Excerpted text Block Start

Charter Communications CEO Tom Rutledge is unimpressed with all of the hoopla surrounding planned virtual pay TV services — including ones planned from Hulu and AT&T’s DirecTV Now that promise to offer superior value vs. cable.

“Most content companies offer us the same carriage conditions” as they offer other distributors, he said today at the Goldman Sachs Communacopie conference. “So far all of the things I’ve seen have significant limitations in terms of their coverage of all the services that people might want.”

Couldn’t a streaming alternative lead many consumers to cut the video cord with cable? Probably not, he says.

Netflix, once seen as a driver of cord cutting, has turned out to be “more of an ancillary service” — 57% of  Charter customers also buy the streaming service.

“Some of these packages look like they’re designed to be substitutions,” he says. “But so far I haven’t seen them. If they in fact become available, they’ll also be available to us and we’ll find ways to compete with them….How the companies that sell us content want to break themselves up or not is a question for them.”

Rutledge says he’ll just look at ways to offer customers services they want, no matter where they originate. For example, he’s already working to include Netflix among Charter’s array of channels.

He recognizes that consumers might become confused if the options include Hulu’s planned service, which would have many of the same channels available on the traditional cable line up.

“I really don’t know what [the Hulu offering] is,” he says. “I’d offer it, confusing or not. If it were lower priced than another package then it might give me an opportunity to sell more higher margin services.”

Excerpted text Block End
Entries shown Block Start

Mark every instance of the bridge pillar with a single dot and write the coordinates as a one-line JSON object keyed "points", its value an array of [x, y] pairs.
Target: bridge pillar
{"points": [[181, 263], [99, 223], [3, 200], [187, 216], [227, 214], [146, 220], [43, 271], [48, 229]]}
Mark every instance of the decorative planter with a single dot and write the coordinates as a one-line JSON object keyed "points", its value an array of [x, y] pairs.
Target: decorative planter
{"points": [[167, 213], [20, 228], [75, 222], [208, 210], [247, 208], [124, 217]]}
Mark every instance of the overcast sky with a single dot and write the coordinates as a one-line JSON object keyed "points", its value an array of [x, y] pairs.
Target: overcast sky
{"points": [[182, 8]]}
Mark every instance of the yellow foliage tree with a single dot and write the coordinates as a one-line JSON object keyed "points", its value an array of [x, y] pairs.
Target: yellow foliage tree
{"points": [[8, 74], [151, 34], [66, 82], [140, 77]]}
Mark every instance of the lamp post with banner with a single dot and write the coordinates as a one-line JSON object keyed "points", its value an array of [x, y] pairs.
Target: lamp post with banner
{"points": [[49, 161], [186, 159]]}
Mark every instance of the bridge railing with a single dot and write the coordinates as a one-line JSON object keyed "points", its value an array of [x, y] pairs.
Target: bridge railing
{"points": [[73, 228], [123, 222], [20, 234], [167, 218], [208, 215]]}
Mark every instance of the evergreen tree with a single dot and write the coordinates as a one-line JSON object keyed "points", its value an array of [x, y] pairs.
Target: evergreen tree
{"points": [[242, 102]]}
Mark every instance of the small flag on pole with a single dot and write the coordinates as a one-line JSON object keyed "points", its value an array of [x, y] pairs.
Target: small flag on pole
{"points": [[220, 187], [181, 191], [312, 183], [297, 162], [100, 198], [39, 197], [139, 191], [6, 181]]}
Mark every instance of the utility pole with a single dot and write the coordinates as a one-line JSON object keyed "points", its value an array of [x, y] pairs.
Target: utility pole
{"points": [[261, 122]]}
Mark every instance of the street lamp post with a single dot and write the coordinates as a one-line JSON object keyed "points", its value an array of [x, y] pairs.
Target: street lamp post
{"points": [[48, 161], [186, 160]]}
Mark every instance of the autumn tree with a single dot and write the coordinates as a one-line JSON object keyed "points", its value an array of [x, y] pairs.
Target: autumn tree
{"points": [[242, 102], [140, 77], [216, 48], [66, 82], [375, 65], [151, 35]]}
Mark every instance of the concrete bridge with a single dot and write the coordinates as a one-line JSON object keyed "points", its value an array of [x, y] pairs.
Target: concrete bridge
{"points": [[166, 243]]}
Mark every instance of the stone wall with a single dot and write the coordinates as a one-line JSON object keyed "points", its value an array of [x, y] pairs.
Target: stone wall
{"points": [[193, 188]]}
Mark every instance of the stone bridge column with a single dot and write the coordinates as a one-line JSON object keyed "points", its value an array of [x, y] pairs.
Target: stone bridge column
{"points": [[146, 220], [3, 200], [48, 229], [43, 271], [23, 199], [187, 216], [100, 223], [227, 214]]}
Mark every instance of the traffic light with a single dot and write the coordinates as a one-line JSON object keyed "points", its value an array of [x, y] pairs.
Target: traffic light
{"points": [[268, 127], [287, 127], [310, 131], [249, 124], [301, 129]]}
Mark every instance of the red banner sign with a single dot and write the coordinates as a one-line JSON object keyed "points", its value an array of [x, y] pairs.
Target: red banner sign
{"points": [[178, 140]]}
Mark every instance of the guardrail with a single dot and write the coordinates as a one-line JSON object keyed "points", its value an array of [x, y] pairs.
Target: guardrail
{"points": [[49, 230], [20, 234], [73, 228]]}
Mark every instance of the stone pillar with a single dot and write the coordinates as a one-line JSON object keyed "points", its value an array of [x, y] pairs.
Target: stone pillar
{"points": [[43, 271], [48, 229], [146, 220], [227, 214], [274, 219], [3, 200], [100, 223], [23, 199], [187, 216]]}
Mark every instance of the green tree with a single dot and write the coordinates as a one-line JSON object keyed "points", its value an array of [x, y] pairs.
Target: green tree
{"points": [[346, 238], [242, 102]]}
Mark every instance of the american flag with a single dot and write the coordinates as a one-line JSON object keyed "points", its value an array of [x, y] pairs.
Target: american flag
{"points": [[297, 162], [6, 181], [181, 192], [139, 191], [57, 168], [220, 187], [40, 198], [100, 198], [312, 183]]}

Entries shown Block End
Entries shown Block Start

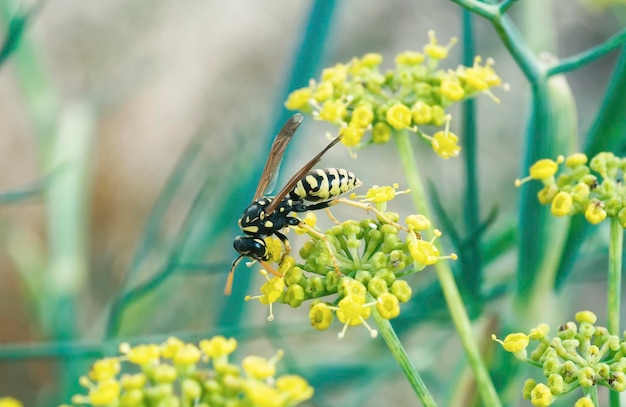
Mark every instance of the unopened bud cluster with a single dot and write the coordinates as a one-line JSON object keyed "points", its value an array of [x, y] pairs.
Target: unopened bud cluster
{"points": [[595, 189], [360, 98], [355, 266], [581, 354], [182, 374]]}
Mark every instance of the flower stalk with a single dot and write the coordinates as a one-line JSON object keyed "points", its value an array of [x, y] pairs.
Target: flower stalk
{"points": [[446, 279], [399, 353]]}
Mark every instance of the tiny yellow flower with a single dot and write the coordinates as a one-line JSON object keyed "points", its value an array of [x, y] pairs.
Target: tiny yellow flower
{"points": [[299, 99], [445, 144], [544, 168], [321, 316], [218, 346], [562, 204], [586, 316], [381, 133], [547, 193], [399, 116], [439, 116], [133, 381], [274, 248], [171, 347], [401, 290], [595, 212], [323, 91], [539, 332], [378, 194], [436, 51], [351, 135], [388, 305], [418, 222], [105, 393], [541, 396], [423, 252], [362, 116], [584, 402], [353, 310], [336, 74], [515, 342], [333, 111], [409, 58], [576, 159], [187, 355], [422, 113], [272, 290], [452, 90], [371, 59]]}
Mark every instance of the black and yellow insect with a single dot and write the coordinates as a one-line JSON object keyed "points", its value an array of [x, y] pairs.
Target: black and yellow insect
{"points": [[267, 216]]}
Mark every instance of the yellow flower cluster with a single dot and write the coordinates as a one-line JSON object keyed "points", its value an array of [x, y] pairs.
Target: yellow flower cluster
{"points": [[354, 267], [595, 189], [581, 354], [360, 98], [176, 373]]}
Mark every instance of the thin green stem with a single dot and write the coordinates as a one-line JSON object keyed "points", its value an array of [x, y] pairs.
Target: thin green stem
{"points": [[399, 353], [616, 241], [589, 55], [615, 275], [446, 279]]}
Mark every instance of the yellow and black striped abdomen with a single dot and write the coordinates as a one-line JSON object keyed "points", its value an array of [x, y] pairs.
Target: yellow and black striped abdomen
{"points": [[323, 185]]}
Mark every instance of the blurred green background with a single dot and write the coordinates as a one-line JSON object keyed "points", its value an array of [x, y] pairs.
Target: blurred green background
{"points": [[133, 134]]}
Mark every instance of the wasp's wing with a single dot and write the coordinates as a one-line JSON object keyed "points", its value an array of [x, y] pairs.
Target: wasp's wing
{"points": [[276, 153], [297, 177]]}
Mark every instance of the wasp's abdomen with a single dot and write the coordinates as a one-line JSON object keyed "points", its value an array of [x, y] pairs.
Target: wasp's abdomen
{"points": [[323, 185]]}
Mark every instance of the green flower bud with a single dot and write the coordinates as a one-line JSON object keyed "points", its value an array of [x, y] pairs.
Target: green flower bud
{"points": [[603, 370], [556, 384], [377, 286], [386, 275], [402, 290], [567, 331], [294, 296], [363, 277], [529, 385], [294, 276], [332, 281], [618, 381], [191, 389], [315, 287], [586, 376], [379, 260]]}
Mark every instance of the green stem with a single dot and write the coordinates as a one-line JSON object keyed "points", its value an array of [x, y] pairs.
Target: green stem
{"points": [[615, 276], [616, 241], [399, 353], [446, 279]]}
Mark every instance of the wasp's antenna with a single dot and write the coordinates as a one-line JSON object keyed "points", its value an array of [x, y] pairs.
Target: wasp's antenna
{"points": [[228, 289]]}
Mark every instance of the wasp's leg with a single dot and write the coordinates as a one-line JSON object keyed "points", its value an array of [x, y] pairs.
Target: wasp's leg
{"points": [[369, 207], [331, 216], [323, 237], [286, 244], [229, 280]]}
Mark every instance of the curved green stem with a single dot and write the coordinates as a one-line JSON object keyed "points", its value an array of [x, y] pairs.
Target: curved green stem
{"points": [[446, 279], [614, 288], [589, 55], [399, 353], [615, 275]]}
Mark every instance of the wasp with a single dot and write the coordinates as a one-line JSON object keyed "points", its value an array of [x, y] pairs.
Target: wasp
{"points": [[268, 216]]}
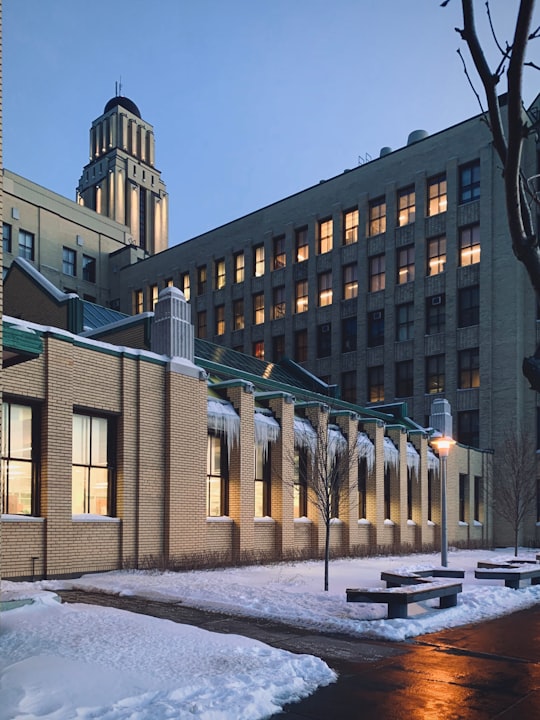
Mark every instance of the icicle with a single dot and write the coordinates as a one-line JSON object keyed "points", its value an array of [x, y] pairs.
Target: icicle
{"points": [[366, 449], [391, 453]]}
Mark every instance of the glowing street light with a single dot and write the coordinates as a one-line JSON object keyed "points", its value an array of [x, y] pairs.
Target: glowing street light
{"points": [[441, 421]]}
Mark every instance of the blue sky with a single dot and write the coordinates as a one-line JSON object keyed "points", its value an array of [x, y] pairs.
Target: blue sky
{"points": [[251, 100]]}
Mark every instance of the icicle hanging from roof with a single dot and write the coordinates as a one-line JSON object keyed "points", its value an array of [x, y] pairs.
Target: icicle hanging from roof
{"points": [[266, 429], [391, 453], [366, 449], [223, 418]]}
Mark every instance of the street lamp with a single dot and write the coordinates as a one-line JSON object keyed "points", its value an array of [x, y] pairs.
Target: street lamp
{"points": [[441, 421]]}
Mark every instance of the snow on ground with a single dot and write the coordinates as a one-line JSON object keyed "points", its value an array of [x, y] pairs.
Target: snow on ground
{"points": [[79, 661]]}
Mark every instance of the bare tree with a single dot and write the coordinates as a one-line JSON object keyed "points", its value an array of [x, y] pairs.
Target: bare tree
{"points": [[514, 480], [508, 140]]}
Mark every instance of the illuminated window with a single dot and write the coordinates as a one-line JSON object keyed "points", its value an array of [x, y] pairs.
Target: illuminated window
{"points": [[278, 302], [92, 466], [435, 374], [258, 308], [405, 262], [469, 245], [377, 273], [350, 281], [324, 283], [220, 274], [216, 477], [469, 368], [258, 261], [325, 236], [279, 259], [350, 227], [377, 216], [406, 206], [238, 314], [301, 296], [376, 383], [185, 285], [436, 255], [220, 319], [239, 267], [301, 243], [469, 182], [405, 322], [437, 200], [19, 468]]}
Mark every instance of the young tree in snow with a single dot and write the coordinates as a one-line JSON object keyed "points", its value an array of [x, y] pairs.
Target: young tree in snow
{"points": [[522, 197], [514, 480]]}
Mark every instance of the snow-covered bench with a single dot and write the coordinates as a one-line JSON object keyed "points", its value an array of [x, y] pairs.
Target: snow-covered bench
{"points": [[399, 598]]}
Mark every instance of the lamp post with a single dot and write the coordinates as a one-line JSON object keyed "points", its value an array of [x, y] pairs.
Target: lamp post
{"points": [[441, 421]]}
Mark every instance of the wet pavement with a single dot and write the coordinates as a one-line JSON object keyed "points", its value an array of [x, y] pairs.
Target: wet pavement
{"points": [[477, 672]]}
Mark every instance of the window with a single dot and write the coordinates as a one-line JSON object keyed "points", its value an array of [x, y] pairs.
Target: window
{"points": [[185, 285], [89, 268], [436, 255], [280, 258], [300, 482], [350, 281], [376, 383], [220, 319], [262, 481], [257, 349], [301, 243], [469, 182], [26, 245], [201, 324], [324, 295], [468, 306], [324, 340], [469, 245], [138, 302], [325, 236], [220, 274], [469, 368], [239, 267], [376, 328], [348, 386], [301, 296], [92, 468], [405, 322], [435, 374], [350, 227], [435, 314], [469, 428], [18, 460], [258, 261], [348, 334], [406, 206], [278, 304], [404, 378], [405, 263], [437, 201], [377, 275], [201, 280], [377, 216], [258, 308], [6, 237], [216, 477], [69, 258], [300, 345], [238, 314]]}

Entries shown Block End
Entries shown Block Start

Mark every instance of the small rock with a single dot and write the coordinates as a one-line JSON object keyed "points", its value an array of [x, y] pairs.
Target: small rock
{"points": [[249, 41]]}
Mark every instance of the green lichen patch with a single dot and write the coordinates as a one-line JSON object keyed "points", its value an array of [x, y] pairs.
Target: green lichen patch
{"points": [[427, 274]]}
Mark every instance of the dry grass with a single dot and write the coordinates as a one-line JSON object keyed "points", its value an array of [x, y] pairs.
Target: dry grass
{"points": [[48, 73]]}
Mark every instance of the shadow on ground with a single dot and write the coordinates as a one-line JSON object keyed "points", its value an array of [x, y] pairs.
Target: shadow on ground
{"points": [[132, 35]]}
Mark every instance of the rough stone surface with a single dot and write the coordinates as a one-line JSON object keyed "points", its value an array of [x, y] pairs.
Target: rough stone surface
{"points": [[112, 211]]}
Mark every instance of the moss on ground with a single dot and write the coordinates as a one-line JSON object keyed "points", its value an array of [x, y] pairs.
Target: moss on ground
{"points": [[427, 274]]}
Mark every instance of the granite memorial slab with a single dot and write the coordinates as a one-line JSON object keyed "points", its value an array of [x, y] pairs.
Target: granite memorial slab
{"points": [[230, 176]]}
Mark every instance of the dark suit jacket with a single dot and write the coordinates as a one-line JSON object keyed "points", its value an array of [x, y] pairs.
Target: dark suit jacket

Entries shown Block End

▶ _Required actions_:
1/ Reproduce the passage of the article on Charter's CEO from "Charter Communications CEO" to "value vs. cable.".
2/ According to the article on Charter's CEO, what share of Charter customers also buy Netflix?

▶ _Your written answers_:
1/
Charter Communications CEO Tom Rutledge is unimpressed with all of the hoopla surrounding planned virtual pay TV services — including ones planned from Hulu and AT&T’s DirecTV Now that promise to offer superior value vs. cable.

2/ 57%